— Requirements —
Please copy out the material verbatim, everything from the line containing "Q: Find the license" down to the line containing "86, 221, 128]]", with both of those lines included.

— Information supplied —
────
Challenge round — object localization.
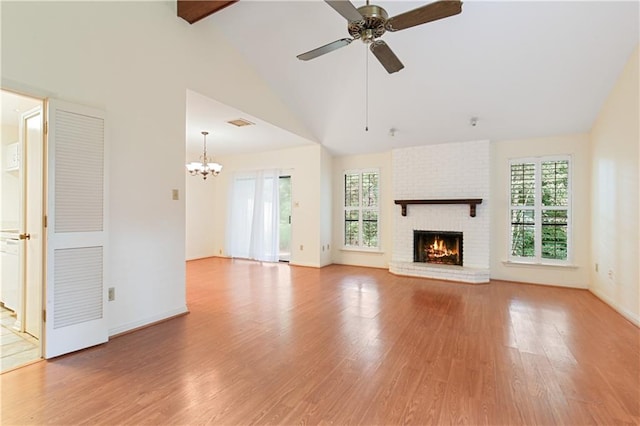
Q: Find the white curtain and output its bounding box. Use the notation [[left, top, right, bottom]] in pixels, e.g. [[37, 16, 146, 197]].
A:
[[226, 170, 280, 262]]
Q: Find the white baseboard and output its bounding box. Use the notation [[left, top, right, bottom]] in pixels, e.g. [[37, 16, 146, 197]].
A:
[[109, 306, 189, 337], [289, 261, 320, 268], [589, 288, 640, 327]]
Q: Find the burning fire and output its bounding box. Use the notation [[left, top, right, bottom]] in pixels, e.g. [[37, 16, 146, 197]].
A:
[[427, 237, 458, 259]]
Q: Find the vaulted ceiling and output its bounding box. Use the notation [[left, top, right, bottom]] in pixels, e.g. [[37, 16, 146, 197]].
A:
[[181, 0, 640, 155]]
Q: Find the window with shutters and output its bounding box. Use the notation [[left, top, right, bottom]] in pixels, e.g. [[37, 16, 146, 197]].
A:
[[509, 156, 571, 264], [344, 170, 380, 249]]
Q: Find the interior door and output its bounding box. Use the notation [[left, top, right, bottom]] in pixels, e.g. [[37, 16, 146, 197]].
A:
[[44, 100, 108, 358], [278, 176, 291, 262], [22, 106, 44, 339]]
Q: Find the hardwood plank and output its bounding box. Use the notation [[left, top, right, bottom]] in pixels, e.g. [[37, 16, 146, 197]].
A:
[[0, 258, 640, 425]]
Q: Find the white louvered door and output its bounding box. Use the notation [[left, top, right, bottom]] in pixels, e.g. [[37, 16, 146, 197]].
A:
[[44, 99, 109, 358]]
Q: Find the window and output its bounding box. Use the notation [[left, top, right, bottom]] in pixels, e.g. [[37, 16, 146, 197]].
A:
[[509, 157, 571, 263], [344, 170, 380, 249]]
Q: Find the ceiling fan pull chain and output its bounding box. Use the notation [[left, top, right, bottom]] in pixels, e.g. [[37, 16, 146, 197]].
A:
[[364, 45, 369, 132]]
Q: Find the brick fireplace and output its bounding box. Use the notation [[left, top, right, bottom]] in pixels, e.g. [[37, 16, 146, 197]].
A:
[[389, 141, 490, 283]]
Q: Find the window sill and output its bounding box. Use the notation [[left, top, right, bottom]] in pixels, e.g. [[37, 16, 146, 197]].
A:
[[502, 260, 579, 269], [340, 247, 384, 254]]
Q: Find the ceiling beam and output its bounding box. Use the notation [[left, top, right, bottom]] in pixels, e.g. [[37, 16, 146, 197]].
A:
[[178, 0, 238, 24]]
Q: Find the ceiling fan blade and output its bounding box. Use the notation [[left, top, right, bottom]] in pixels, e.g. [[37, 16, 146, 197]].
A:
[[385, 0, 462, 31], [324, 0, 363, 22], [296, 38, 353, 61], [369, 40, 404, 74]]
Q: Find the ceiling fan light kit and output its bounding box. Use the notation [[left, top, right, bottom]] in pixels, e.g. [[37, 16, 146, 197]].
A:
[[297, 0, 462, 74]]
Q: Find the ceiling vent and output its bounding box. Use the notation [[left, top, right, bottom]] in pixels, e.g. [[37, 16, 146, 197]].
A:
[[227, 118, 255, 127]]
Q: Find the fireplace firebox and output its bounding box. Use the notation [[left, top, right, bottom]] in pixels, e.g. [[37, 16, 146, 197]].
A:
[[413, 230, 462, 266]]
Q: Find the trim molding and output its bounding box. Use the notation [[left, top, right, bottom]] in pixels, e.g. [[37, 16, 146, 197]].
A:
[[588, 288, 640, 327], [109, 305, 189, 338]]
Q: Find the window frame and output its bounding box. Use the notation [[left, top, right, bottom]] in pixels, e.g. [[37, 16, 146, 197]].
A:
[[341, 167, 381, 252], [507, 155, 573, 266]]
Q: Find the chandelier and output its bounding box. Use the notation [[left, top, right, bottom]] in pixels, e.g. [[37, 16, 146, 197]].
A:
[[187, 132, 222, 179]]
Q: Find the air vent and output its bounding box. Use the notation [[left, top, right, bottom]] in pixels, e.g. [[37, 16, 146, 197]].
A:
[[227, 118, 255, 127]]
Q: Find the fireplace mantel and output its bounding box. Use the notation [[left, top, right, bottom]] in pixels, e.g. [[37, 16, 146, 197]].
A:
[[394, 198, 482, 217]]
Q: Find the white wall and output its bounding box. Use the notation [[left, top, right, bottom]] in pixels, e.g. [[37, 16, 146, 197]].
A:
[[184, 176, 218, 260], [320, 147, 334, 266], [1, 1, 319, 334], [331, 151, 400, 269], [208, 145, 323, 267], [589, 47, 640, 325], [491, 135, 591, 288]]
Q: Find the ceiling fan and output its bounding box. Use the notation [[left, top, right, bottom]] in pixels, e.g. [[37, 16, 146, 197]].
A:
[[297, 0, 462, 74]]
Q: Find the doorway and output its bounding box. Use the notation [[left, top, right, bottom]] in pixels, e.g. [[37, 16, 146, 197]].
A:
[[278, 176, 291, 262], [0, 90, 44, 371]]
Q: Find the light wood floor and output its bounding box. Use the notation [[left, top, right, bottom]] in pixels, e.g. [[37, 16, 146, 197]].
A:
[[0, 259, 640, 425]]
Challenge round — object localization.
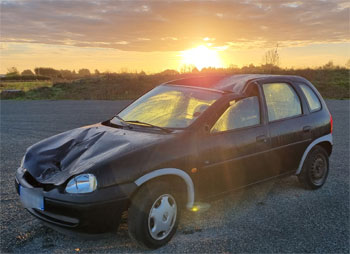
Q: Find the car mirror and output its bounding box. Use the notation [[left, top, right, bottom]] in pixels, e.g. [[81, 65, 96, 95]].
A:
[[203, 124, 210, 133]]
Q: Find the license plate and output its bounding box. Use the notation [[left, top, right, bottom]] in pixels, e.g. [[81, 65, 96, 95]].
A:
[[19, 185, 44, 211]]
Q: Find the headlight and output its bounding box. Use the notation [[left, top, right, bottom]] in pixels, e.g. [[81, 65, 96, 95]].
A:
[[66, 174, 97, 193], [20, 155, 25, 168]]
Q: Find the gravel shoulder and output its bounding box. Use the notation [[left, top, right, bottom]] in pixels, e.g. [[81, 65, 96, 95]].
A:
[[0, 100, 350, 253]]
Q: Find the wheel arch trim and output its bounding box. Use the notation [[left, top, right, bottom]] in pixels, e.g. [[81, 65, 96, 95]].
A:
[[295, 133, 333, 175], [135, 168, 194, 209]]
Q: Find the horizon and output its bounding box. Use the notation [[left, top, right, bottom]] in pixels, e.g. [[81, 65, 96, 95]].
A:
[[0, 0, 350, 74]]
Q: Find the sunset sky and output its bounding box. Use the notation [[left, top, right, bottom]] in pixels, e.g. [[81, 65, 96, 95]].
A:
[[0, 0, 350, 73]]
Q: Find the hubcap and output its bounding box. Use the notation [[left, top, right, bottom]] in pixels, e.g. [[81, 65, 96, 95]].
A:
[[310, 154, 327, 185], [148, 194, 177, 240]]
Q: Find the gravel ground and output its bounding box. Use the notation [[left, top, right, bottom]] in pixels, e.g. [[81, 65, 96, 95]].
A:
[[0, 100, 349, 253]]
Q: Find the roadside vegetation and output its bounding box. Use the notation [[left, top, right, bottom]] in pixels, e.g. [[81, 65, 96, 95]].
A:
[[0, 59, 350, 100]]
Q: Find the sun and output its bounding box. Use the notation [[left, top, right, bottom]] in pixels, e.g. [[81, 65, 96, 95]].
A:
[[181, 45, 222, 70]]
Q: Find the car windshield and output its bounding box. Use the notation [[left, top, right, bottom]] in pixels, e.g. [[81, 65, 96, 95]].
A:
[[111, 85, 221, 128]]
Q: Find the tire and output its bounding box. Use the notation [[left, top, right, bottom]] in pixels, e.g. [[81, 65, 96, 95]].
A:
[[298, 146, 329, 190], [128, 182, 182, 249]]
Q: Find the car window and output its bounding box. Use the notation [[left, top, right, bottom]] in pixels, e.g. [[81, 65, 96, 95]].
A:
[[211, 96, 260, 132], [299, 84, 321, 111], [263, 83, 301, 121], [115, 86, 221, 128]]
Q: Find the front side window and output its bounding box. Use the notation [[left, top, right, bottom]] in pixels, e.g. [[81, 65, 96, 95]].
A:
[[300, 84, 321, 111], [111, 86, 221, 128], [263, 83, 301, 122], [211, 96, 260, 132]]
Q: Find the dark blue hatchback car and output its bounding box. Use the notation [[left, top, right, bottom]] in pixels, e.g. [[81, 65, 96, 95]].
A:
[[16, 74, 333, 248]]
────
— Finished exercise —
Q: Find the license plate and output its bounding box. Use the notation [[left, top, right, bottom]] in pixels, e.g. [[81, 65, 96, 95]].
A:
[[19, 185, 44, 211]]
Q: Find the headlight and output its bounding box. Use the notation [[left, top, right, bottom]] in pixels, e.g. [[81, 65, 96, 95]].
A:
[[66, 174, 97, 193], [20, 155, 25, 168]]
Q: Find the gravel shoulder and output its bounding box. Use the notation [[left, top, right, bottom]] in pixels, e.g. [[81, 65, 96, 95]].
A:
[[0, 100, 350, 253]]
Q: Find the wheel arch trim and output its bounding box. Use the notation [[left, top, right, bottom]] in pixels, e.g. [[81, 65, 96, 95]].
A:
[[295, 133, 333, 175], [135, 168, 194, 209]]
Q: Find the horizon and output its bounding box. Use the notation [[left, top, right, bottom]] in pixels, e.g. [[81, 65, 96, 95]].
A:
[[0, 0, 350, 74]]
Q: Find the sunset sky and output its bounding box. Use the notation [[left, top, right, bottom]] in pixels, e.g. [[81, 65, 96, 95]].
A:
[[0, 0, 350, 73]]
Q: Find the hubcap and output its bounding box. Use the notation [[left, top, right, bottom]] in pixels, e.g. [[81, 65, 96, 95]].
A:
[[310, 154, 327, 185], [148, 194, 177, 240]]
Q: Find the gravel ground and output its bounding box. Use the notation [[left, top, right, bottom]] in pixels, e.g. [[81, 65, 96, 95]].
A:
[[0, 100, 349, 253]]
Q: Find the roadside vegetation and output its bounding box. Use the notation [[left, top, right, bottom]] in pixels, e.g. [[81, 65, 96, 95]].
A:
[[0, 59, 350, 100]]
Q: Find the sun and output its bounding box. Use the notation [[left, top, right, bottom]] in pixels, e.g. [[81, 65, 96, 95]].
A:
[[181, 45, 222, 70]]
Q: Find the car windshield and output its bounding box. Use the notation [[left, top, right, bottom]] in pixels, e.g. [[81, 65, 96, 95]].
A:
[[111, 85, 221, 128]]
Q: Find the tire and output its bounding box. Use the notation [[left, top, right, bottom]] in pixels, e.g. [[81, 65, 96, 95]].
A:
[[298, 146, 329, 190], [128, 182, 182, 249]]
Q: Find the car window and output its bounding box. Use the notation [[left, top, right, bottom]] in pixels, e.g. [[81, 65, 96, 95]].
A:
[[211, 96, 260, 132], [299, 84, 321, 111], [263, 83, 301, 121], [115, 86, 221, 128]]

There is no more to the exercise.